— Begin Supplied material —
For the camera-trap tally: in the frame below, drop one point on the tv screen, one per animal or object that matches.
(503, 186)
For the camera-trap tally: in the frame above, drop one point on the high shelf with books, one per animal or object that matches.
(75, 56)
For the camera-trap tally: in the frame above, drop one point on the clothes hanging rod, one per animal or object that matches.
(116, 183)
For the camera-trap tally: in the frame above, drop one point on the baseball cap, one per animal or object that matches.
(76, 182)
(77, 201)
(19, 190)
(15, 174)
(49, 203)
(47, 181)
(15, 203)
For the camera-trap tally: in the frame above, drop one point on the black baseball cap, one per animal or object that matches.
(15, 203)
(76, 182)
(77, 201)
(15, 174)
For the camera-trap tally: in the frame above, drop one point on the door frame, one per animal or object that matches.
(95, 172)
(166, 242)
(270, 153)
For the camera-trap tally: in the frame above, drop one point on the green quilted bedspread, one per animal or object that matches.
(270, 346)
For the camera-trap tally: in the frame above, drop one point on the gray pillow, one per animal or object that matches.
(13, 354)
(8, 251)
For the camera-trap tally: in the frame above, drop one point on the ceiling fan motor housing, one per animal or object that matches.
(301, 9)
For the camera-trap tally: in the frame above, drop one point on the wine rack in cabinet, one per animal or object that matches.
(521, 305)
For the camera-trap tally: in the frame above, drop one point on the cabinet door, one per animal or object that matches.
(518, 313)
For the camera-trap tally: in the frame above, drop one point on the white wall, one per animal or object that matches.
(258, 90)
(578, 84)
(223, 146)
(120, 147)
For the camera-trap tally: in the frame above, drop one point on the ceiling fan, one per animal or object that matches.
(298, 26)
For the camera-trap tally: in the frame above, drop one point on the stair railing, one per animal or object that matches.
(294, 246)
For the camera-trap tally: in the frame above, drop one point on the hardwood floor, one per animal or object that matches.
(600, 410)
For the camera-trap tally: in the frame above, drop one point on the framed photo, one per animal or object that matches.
— End Supplied material —
* Task description *
Can you format the listing above as a numbered list, one line per item, with any blank lines left out?

* Answer for the task *
1. For the camera-trap tally: in the frame below, drop one point on the tv screen, one per animal or object that matches.
2. (503, 186)
3. For the camera-trap tally: in the frame above, drop one point on the high shelf with books, one per animal or object that matches.
4. (75, 56)
5. For the camera-trap tally: in the frame above, drop one point on the clothes hanging rod, one per animal or object that matches.
6. (116, 183)
7. For the camera-trap tally: in the frame above, drop one point on the baseball cap, one per animal or object that matches.
8. (76, 182)
9. (77, 201)
10. (19, 190)
11. (15, 174)
12. (49, 203)
13. (47, 181)
14. (15, 203)
15. For the camera-trap tally: in the frame above, drop one point on the black baseball cap, one per animal or object that matches.
16. (15, 203)
17. (76, 182)
18. (77, 201)
19. (15, 174)
20. For the camera-trap tally: in the frame above, drop one point on the door frame, one per animal or object that matches.
21. (95, 172)
22. (166, 242)
23. (270, 153)
24. For the camera-trap tally: in the frame above, drop one point on the green quilted bedspread, one per animal or object that matches.
25. (270, 346)
26. For the camera-trap tally: in the frame above, drop one point on the gray pillow, one per animal or object that matches.
27. (13, 354)
28. (8, 251)
29. For the camera-trap tally: in the frame above, drop one point on the ceiling fan motor housing, one per animal or object that matches.
30. (301, 9)
31. For the camera-trap tally: in the frame above, drop one point on the wine rack in cabinet, one per animal or object that matches.
32. (521, 305)
33. For the camera-trap tally: in the frame above, drop one point on the cabinet door, one per animal or object that matches.
34. (518, 313)
35. For the camera-trap tally: in the frame above, drop one point on the white wall, one per animal or object that matches.
36. (258, 90)
37. (578, 84)
38. (223, 146)
39. (120, 147)
40. For the camera-trap tally: in the frame above, drop one point on the ceiling fan, one per animal or object that matches.
41. (298, 26)
42. For the camera-trap tally: in the frame above, drop one point on the stair railing, one per animal or object that matches.
43. (294, 246)
44. For the camera-trap tally: in the frame above, drop one point on the hardwood floor, one per animal or object that matches.
45. (600, 410)
46. For the camera-trap tally: in the frame above, drop one point on the framed photo, one per animal or object that matches.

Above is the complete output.